Stored items
::::

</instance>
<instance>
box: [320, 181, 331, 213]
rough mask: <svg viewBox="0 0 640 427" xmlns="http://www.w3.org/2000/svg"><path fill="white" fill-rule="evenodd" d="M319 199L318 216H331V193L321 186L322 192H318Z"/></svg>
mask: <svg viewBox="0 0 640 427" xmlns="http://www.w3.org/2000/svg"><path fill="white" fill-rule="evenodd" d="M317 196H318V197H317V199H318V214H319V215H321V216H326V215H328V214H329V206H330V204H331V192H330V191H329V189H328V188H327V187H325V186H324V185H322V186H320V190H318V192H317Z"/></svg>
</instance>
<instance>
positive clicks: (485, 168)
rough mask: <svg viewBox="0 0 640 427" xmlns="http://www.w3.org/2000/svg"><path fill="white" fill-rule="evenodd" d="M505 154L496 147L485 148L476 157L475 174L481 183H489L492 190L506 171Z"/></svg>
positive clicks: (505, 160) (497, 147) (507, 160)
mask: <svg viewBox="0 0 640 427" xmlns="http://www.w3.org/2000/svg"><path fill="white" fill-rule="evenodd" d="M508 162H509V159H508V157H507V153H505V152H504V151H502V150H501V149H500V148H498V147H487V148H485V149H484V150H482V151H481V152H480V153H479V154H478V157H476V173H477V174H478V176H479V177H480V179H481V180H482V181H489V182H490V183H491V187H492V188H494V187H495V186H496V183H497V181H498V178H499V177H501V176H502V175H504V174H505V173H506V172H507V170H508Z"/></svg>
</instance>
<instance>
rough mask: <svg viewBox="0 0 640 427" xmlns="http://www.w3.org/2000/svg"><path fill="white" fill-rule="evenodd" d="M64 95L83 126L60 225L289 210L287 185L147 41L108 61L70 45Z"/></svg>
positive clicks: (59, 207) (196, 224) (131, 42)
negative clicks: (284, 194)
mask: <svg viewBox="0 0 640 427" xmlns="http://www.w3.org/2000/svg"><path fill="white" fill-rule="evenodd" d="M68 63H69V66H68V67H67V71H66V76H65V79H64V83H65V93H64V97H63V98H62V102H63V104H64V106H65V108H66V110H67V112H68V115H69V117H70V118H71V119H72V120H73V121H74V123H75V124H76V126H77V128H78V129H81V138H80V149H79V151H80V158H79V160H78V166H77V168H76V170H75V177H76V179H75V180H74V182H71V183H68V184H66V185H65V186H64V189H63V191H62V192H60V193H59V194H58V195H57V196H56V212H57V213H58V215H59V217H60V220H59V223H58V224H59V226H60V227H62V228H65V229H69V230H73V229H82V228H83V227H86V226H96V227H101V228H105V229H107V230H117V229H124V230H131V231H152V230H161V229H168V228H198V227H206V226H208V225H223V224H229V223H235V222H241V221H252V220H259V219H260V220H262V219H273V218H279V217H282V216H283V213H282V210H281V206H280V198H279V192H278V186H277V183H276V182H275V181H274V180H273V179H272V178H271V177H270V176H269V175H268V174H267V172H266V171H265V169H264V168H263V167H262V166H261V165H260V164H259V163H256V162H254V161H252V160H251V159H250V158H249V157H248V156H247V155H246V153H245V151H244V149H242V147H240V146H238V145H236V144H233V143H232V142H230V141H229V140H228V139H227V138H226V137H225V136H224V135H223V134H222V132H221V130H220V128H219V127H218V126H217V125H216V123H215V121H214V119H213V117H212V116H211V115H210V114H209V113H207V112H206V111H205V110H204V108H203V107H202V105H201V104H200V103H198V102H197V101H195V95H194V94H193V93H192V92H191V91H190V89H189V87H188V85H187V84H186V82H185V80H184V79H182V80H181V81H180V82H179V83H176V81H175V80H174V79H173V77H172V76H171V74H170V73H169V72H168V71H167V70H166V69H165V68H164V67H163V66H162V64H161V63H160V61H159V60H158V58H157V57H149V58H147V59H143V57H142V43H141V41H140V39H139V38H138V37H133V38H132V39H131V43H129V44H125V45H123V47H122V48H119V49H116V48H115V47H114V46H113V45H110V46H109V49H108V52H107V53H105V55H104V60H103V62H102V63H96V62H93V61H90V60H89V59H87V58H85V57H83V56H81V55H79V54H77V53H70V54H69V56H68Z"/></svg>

::::

> GOAL OF THE EXERCISE
Please return every line of the listing above that contains the string "rough". Case counts.

> WRITTEN RESPONSE
rough mask: <svg viewBox="0 0 640 427" xmlns="http://www.w3.org/2000/svg"><path fill="white" fill-rule="evenodd" d="M319 199L318 216H331V193L321 186L322 192H318Z"/></svg>
rough mask: <svg viewBox="0 0 640 427" xmlns="http://www.w3.org/2000/svg"><path fill="white" fill-rule="evenodd" d="M505 154L496 147L485 148L476 157L475 174L481 183H489L492 190L506 171Z"/></svg>
rough mask: <svg viewBox="0 0 640 427" xmlns="http://www.w3.org/2000/svg"><path fill="white" fill-rule="evenodd" d="M64 95L83 126L60 225L289 210L287 185L147 41L108 61L70 45Z"/></svg>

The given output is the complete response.